→ QUOTED TEXT
* * * * * * *
Saturday, January 31, 2009

A Very Adult Blog

I'm going to take up from where I left off last blog, when I was speculating on when I might be able to get a copy of the recording of my composition with the aforementioned choir. The answer: an indeterminate, possibly interminable amount of time. Yes... The plot thickens...

You see, it turns out that the project which gave us wannabe composers the chance to do this in the first place was (up until the end of last year as far as I can make out) state-funded (that dreaded phrase). As everybody has been reminded again and again for the past forever or so it would seem, the economy is pretty much shit at the moment. And as everybody also knows, we have a government whose first priorities don't even lie in education or a properly organised health care system, let alone anywhere near the arts. So I suppose it should hardly be surprising that the funding for a project such as this was probably the very first thing on the government's list to be removed when they realised they needed to cut loose a few sandbags. Hardly surprising at least to someone who keeps even remotely in the know about current affairs... it certainly caught me a bit by surprise anyway, me in my little 'my daddy's job is secure enough that I don't have to give a toss about anything except where I'm going interrailing next summer' bubble.

Upon further inquiry, I found out that not only has the possibility that the project would be continued in coming years been completely written off, but they've actually turned off the tap on the funding for the current project as well, which is obviously well underway. So everything regarding the recordings, everything, has been thrown up in the air, and no one knows what's happening at all at all.

(At this point I'm going to go very out of character and try to step back and consider the position of someone other than my horribly selfish self in this mess.)

Thinking about it, it's deductable that the choir who were running this programme are no longer being paid for there work regarding it. And, after educating myself on the matter a bit, I've found that they're no longer being funded for ANY of there projects. They were reliant on the state funding which up until so recently they had been receiving. That day at the recording in DCU, they weren't even being paid for. Now, I know it's difficult to put forward a case for their right to funding at a time like this, and it's undeniable that there are much more necessary causes which themselves have been cut; I'm not going to go as far as saying the choir deserve some state support more than, say, a school for the disabled that's had to tell it's students to go find somewhere else to learn as the state in cutting its losses and abandoning you (let's face it, you're not an investment that's going to 'pay off'). But at the same time, the waste of talent that the end of a choir like this, considered by many as the best of its kind in the country, a choir that can lend itself to faciliate and to inspire young people to write their own music, just seems unjustifiable to me. It is a travesty, plain and simple.
* * * * * * *
→ DATA ENTRIES
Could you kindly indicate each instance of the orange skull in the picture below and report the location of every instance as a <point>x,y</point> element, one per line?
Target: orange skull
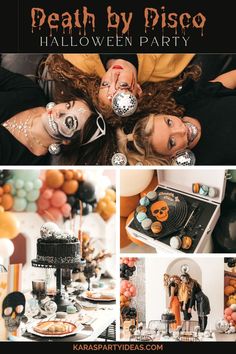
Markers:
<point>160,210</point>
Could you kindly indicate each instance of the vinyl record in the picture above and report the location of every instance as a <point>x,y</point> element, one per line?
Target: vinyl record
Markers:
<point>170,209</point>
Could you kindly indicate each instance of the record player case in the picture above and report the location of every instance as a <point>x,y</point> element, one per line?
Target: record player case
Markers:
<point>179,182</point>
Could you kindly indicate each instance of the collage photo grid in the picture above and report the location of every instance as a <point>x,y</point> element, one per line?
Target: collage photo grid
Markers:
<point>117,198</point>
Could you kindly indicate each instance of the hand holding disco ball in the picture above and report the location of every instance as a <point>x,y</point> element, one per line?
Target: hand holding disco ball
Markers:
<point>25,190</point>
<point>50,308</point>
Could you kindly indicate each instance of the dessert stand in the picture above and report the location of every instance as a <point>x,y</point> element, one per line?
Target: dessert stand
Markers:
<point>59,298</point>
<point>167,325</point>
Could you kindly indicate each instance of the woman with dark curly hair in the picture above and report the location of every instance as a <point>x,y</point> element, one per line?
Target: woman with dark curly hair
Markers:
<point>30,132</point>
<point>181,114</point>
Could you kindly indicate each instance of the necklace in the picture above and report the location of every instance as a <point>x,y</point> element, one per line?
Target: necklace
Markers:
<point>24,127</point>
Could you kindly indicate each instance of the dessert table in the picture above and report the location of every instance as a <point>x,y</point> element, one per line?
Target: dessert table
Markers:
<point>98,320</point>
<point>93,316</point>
* * * * * * *
→ REQUIRED TASKS
A. Answer these questions using the blog post above, one answer per line:
(i) According to the writer, who funded the composition project until about the end of last year?
(ii) What happened to the funding for the current project, which was already well underway?
(iii) Where was the recording made on the day the choir was not paid?
B. Extract the passage of the blog post starting with "A Very Adult" and going on through "The plot thickens...".
C. Shorten the paragraph of the blog post that begins "Upon further inquiry", keeping its main facts.

→ RESULTS FOR EACH TASK
A.
(i) The state.
(ii) It was cut off.
(iii) DCU.

B.
A Very Adult Blog

I'm going to take up from where I left off last blog, when I was speculating on when I might be able to get a copy of the recording of my composition with the aforementioned choir. The answer: an indeterminate, possibly interminable amount of time. Yes... The plot thickens...

C. Further inquiry revealed that the project will not continue in coming years and that funding for the current project, already well underway, has also been cut off. Everything about the recordings is now up in the air, and no one knows what is happening.